- AUFGABE 1
Welches Paket braucht man laut deepthroat in der Forumsdiskussion über Mambo zusätzlich?
- AUFGABE 2
Nenne alle Softwarenamen, die in der Forumsdiskussion über Mambo vorkommen, einschließlich Betriebssystem, Paketen und Programmiersprache.
- AUFGABE 3
Schreib die Forumsdiskussion über Mambo nach ihrem letzten Satz weiter.

Allerdings ohne erfolg, kann mir vielleicht jemand weiterhelfen?

Es gibt noch zu erwähnen, dass ich einen Apache2 Server und eine MySQL Datenbank laufen habe, die auch für Mambo benötigt werden.


----------



## deepthroat (28. September 2005)

Hi.

Du könntest mal versuchen Mambo aus dem experimental Branch von Debian zu installieren (http://packages.debian.org/experimental/web/mambo).

Außerdem denke ich, du brauchst auch das zlib1g Paket (dein zlib1 Paket ist für Uralt-Programme die libc5 benötigen).


----------



## snoophallo (28. September 2005)

Ja das wäre eine Möglichkeit, jedoch möchte ich lieber eine standartinstallation mit php installieren.

- VORLIEGENDE DATEN
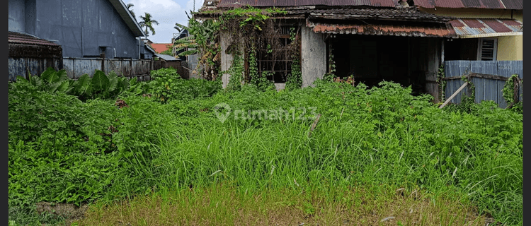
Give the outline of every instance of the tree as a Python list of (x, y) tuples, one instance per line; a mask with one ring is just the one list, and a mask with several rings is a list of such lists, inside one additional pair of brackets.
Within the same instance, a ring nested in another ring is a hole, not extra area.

- RICHTIGE ANTWORT 1
Das zlib1g Paket.

- RICHTIGE ANTWORT 2
Apache2, MySQL, Mambo, Debian, zlib1g, zlib1, libc5, php

- RICHTIGE ANTWORT 3
Gibt es denn keine Möglichkeit die zlibs zu iinstallieren?


----------



## deepthroat (28. September 2005)

Wie? Du hast php selbst kompiliert? Dann hast du vermutlich die Unterstützung für zlib nicht mit einkompiliert (dazu mußt du zlib1g-dev installieren).

Warum benutzt du denn ein Debian System wenn du freiwillig auf die Vorteile von Debian verzichtest. Ich kann nur nicht ganz nachvollziehen, dass wenn sich jemand schon die Arbeit gemacht und mambo als Debian Package erstellt hat, warum du es dann nicht benutzen willst.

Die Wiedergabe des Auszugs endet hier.